## [WRITTEN REQUEST]
Can you write out every line of the listing below, reproducing each character without any change?

* START *

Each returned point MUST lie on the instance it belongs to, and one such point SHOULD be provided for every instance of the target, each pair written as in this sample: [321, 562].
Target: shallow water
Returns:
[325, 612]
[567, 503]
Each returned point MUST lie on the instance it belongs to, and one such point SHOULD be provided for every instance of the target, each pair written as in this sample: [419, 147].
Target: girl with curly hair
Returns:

* END *

## [FINAL RESULT]
Each returned point MUST lie on the instance it belongs to, and one such point SHOULD be provided for every instance of the target, each pair written as in this sample: [321, 562].
Target: shallow water
Returns:
[325, 612]
[567, 503]
Each returned point MUST lie on the instance it belongs to, and one such point SHOULD be provided for every instance of the target, each pair written as in this sample: [419, 147].
Target: girl with curly hair
Returns:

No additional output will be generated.